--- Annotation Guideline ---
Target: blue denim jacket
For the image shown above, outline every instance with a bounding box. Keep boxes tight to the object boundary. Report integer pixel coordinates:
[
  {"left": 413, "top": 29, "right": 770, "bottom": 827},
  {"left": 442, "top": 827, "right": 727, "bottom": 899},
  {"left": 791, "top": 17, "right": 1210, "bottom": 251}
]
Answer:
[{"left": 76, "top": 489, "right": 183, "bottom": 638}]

- Work to be completed: Copy every line of the item above word for word, changing nothing.

- Task response:
--- Annotation Guideline ---
Target: blue denim jacket
For the image shown above, outline every instance with a bounding box. Keep boxes tight to the object boundary. Report integer pixel coordinates:
[
  {"left": 413, "top": 29, "right": 770, "bottom": 827},
  {"left": 442, "top": 827, "right": 727, "bottom": 899},
  {"left": 791, "top": 17, "right": 1210, "bottom": 251}
]
Answer:
[{"left": 76, "top": 489, "right": 183, "bottom": 638}]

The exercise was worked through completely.